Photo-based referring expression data
----
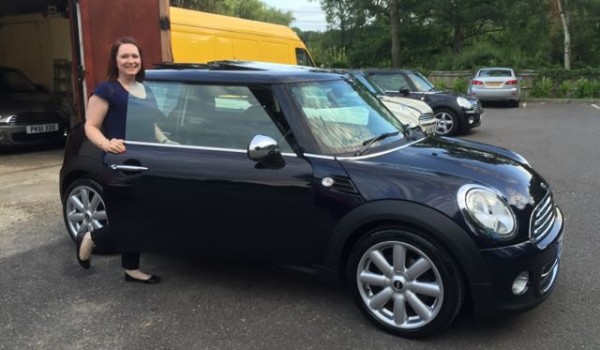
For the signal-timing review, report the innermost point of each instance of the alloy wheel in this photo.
(84, 210)
(400, 285)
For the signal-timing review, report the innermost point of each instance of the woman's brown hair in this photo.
(113, 70)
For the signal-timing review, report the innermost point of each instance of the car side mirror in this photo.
(265, 151)
(42, 89)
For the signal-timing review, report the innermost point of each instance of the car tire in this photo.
(84, 210)
(405, 283)
(447, 122)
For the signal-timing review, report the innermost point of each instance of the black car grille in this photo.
(37, 118)
(343, 184)
(542, 218)
(425, 117)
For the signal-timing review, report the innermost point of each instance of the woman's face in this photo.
(129, 61)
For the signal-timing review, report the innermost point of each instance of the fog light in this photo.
(520, 284)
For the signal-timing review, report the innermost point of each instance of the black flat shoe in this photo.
(153, 279)
(84, 263)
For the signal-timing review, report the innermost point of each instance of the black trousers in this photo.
(103, 238)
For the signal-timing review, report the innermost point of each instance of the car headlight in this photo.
(464, 103)
(488, 211)
(6, 118)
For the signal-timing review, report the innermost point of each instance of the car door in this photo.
(205, 195)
----
- [EXERCISE OBJECTIVE]
Set down exactly the line with "face in this photo." and each line after it up to the end of the records, adding nothing.

- [EXERCISE RESULT]
For the signal-timing review, report the innermost point of each instance of the woman's face in this photo.
(129, 61)
For the signal-timing review, report the innermost point of each instance of the fog light in this photo.
(520, 284)
For the signal-timing review, report the innermost point of each instance of the black flat shoe in this photo.
(153, 279)
(84, 263)
For the signal-timing review, report the innermost point of each instance of the black trousers in this photo.
(103, 238)
For the signal-timing review, report the innermost point of each instance of the car headlight in this photo.
(464, 103)
(488, 211)
(6, 118)
For the signal-timing review, report the innermost point of each instance of the car door in this photo.
(205, 195)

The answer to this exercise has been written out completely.